[Saved entries]
================
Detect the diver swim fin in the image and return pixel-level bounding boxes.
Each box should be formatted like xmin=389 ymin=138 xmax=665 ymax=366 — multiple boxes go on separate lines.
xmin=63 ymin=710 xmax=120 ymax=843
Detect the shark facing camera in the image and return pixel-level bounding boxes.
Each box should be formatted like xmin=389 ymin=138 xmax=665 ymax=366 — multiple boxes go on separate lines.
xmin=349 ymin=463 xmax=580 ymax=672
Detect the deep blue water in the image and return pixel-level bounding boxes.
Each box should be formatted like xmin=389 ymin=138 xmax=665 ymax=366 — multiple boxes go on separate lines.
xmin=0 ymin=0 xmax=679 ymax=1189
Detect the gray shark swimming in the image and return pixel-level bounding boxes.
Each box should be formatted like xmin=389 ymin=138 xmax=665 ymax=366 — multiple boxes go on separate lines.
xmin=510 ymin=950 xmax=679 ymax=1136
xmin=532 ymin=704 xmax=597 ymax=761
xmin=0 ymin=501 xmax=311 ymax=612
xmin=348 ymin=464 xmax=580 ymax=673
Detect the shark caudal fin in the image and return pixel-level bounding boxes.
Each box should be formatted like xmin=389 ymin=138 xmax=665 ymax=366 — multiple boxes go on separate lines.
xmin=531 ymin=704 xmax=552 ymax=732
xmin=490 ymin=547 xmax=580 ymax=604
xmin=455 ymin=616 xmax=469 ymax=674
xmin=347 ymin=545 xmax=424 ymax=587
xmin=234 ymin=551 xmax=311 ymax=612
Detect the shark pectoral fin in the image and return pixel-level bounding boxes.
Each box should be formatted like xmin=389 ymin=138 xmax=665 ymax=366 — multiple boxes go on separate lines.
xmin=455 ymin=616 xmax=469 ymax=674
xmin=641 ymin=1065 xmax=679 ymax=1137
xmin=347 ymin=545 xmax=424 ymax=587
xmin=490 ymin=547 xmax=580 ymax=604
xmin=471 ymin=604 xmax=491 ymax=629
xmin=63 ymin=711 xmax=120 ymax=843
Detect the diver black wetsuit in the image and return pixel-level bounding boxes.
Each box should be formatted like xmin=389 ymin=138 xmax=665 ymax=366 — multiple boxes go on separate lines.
================
# WRITTEN INSTRUCTION:
Can you number every line of the items above in a list, omitting any blank lines?

# SOLUTION:
1. Detect the diver swim fin in the image and return pixel-level bounding boxes.
2. Each box should be formatted like xmin=389 ymin=138 xmax=665 ymax=366 — multiple boxes go on separate lines.
3. xmin=63 ymin=710 xmax=120 ymax=843
4. Detect the shark facing camera in the image and return pixel-level bounding boxes.
5. Each box should be formatted like xmin=389 ymin=138 xmax=665 ymax=366 — multiple boxes go on separate lines.
6. xmin=349 ymin=463 xmax=580 ymax=672
7. Detect the deep blue water in the image and return pixel-level bounding boxes.
8. Each box should be formatted like xmin=389 ymin=138 xmax=665 ymax=366 — multiple boxes go on separate lines.
9. xmin=0 ymin=0 xmax=679 ymax=1189
10. Detect the gray shark swimming in the image and return pixel-level bounding boxes.
11. Each box should be formatted like xmin=389 ymin=138 xmax=665 ymax=366 — multiple boxes go on separate lines.
12. xmin=510 ymin=950 xmax=679 ymax=1136
13. xmin=532 ymin=704 xmax=597 ymax=761
14. xmin=0 ymin=501 xmax=311 ymax=612
15. xmin=348 ymin=464 xmax=580 ymax=673
16. Detect the shark caudal fin in the image and return pixel-level bounding boxes.
17. Each box should be formatted like xmin=389 ymin=138 xmax=665 ymax=366 — multiple boxes go on separate lines.
18. xmin=531 ymin=704 xmax=552 ymax=732
19. xmin=490 ymin=547 xmax=580 ymax=604
20. xmin=455 ymin=616 xmax=469 ymax=674
21. xmin=347 ymin=545 xmax=424 ymax=587
22. xmin=234 ymin=551 xmax=311 ymax=612
23. Detect the shark pectoral fin in the image and return pixel-level bounding boxes.
24. Each box should be formatted like xmin=389 ymin=138 xmax=665 ymax=366 — multiple boxes go on separate lines.
25. xmin=455 ymin=616 xmax=469 ymax=674
26. xmin=641 ymin=1065 xmax=679 ymax=1137
27. xmin=347 ymin=545 xmax=424 ymax=587
28. xmin=490 ymin=547 xmax=580 ymax=604
29. xmin=471 ymin=604 xmax=491 ymax=629
30. xmin=63 ymin=711 xmax=120 ymax=843
31. Detect the diver black wetsuit in the image and return pixel-level bounding boxes.
32. Each box should be formatted like xmin=389 ymin=138 xmax=665 ymax=366 — multiple boxes go on separate lines.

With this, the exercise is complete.